■ **Aim of the task**
Take every line from the listing below that includes "smoke" and copy it.
====== Extracted information ======
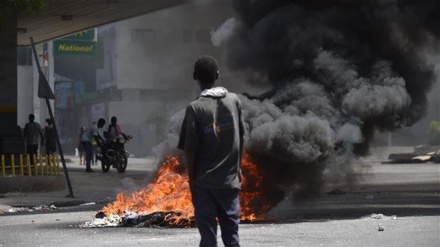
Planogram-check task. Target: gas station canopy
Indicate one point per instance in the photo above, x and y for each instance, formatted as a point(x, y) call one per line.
point(62, 17)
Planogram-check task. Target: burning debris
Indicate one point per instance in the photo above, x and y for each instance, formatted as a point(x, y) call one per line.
point(166, 201)
point(337, 70)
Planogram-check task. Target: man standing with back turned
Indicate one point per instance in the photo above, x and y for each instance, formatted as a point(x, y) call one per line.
point(212, 137)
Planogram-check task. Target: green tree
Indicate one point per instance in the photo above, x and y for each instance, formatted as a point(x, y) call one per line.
point(31, 7)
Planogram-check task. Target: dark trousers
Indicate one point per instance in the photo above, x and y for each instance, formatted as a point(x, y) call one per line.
point(223, 204)
point(32, 150)
point(89, 154)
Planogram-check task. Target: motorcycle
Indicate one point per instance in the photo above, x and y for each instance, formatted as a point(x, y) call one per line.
point(113, 154)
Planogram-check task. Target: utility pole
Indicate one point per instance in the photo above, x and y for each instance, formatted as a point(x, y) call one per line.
point(45, 92)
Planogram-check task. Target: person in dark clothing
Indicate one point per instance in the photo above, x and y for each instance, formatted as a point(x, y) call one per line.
point(114, 130)
point(33, 134)
point(50, 137)
point(212, 137)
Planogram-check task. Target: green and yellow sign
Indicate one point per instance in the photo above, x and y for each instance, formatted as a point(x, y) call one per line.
point(82, 43)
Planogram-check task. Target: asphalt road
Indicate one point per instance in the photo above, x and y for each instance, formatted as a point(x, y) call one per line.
point(391, 205)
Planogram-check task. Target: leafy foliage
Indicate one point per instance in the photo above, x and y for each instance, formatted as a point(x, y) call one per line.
point(9, 7)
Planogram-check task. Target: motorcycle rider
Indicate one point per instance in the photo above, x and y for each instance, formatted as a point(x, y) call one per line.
point(99, 133)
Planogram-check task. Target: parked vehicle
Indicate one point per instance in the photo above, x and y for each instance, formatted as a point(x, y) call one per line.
point(113, 154)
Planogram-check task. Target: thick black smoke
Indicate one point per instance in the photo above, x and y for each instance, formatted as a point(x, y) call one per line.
point(338, 70)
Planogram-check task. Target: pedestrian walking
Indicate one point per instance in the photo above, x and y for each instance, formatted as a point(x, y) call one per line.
point(212, 137)
point(80, 147)
point(33, 135)
point(49, 137)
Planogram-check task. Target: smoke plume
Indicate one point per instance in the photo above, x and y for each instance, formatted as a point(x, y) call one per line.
point(339, 70)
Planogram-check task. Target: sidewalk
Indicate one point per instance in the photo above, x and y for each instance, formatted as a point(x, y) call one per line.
point(87, 188)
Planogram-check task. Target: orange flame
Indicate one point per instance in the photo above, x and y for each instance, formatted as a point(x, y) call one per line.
point(169, 191)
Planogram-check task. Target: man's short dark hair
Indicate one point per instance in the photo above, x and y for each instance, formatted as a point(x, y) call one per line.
point(206, 70)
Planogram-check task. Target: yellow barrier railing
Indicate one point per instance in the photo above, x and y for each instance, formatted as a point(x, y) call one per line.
point(48, 165)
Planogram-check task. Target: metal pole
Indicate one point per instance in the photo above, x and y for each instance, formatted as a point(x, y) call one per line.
point(46, 97)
======
■ **Your response**
Planogram-check task. Target: thick black smoke
Planogram-check task. Target: smoke plume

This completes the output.